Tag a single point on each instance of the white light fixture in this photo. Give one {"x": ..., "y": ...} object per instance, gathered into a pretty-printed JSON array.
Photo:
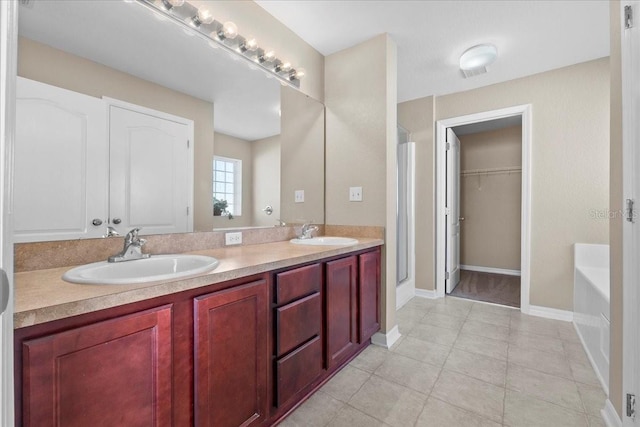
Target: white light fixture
[
  {"x": 475, "y": 59},
  {"x": 200, "y": 21}
]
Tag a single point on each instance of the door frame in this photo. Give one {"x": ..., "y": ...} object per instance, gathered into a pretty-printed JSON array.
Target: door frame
[
  {"x": 8, "y": 72},
  {"x": 441, "y": 181},
  {"x": 630, "y": 66}
]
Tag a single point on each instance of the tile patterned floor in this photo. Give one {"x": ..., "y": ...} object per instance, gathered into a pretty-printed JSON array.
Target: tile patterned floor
[{"x": 462, "y": 363}]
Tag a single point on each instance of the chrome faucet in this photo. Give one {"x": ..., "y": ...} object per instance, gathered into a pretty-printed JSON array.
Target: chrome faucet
[
  {"x": 132, "y": 248},
  {"x": 306, "y": 230}
]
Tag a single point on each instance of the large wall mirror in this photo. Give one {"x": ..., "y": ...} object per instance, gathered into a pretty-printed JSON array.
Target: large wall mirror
[{"x": 256, "y": 142}]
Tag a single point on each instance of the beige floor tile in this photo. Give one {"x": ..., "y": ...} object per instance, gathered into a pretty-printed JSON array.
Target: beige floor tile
[
  {"x": 534, "y": 325},
  {"x": 575, "y": 352},
  {"x": 351, "y": 417},
  {"x": 486, "y": 330},
  {"x": 410, "y": 373},
  {"x": 593, "y": 398},
  {"x": 482, "y": 345},
  {"x": 483, "y": 368},
  {"x": 437, "y": 413},
  {"x": 389, "y": 402},
  {"x": 346, "y": 383},
  {"x": 453, "y": 308},
  {"x": 370, "y": 359},
  {"x": 443, "y": 321},
  {"x": 423, "y": 351},
  {"x": 499, "y": 319},
  {"x": 434, "y": 334},
  {"x": 584, "y": 373},
  {"x": 556, "y": 390},
  {"x": 315, "y": 412},
  {"x": 596, "y": 421},
  {"x": 550, "y": 363},
  {"x": 522, "y": 410},
  {"x": 468, "y": 393},
  {"x": 535, "y": 342}
]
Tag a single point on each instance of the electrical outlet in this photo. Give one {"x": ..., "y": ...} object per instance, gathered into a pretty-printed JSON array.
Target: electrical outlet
--- --- ---
Restate the records above in full, word for word. Keep pictures out.

Tag a single point on each instance of the white light fixture in this photo. Give one {"x": ..., "y": ...} object per instance, gathered into a pretty-printed JSON array.
Photo:
Target: white light fixture
[
  {"x": 475, "y": 59},
  {"x": 200, "y": 21}
]
Tag a single point on each instance of the door frame in this photo. Give one {"x": ..., "y": ...} object per instance, gathered into a pretty-printed JSON array.
Target: door frame
[
  {"x": 8, "y": 72},
  {"x": 441, "y": 181},
  {"x": 630, "y": 66}
]
Tag a single point on each instance of the tile patterned floor in this photo. Give one {"x": ..., "y": ...} object per instance, gathered into a pretty-printed JSON array.
Target: tile patterned floor
[{"x": 462, "y": 363}]
Tag a single point on each instance of the chrome faucet in this photo. Give one {"x": ..., "y": ...} object per instance, gathered into a pretty-printed JSON array.
Target: chrome faucet
[
  {"x": 132, "y": 248},
  {"x": 306, "y": 230}
]
Tag a single point on each instance of the large wall mirror in this photo. Give one {"x": ..., "y": ...} object per instance, gathered into a pretty-printed JSON array.
Target: large wall mirror
[{"x": 256, "y": 142}]
Tag a single point on each instance of the beige floor tile in this photo. Give one {"x": ..., "y": ...} object per instance, gathered into a pretty-printed JSON array.
Target: beige floor tile
[
  {"x": 534, "y": 325},
  {"x": 575, "y": 352},
  {"x": 351, "y": 417},
  {"x": 486, "y": 330},
  {"x": 410, "y": 373},
  {"x": 593, "y": 398},
  {"x": 482, "y": 345},
  {"x": 483, "y": 368},
  {"x": 437, "y": 413},
  {"x": 389, "y": 402},
  {"x": 346, "y": 383},
  {"x": 453, "y": 308},
  {"x": 370, "y": 359},
  {"x": 443, "y": 321},
  {"x": 423, "y": 351},
  {"x": 499, "y": 319},
  {"x": 434, "y": 334},
  {"x": 584, "y": 373},
  {"x": 556, "y": 390},
  {"x": 315, "y": 412},
  {"x": 596, "y": 421},
  {"x": 550, "y": 363},
  {"x": 522, "y": 410},
  {"x": 468, "y": 393},
  {"x": 535, "y": 342}
]
Tag a single point on each instance of the electrical outlet in this photo. Give one {"x": ..., "y": ...} object per instance, gathered into a pretty-printed JSON array.
Target: electrical outlet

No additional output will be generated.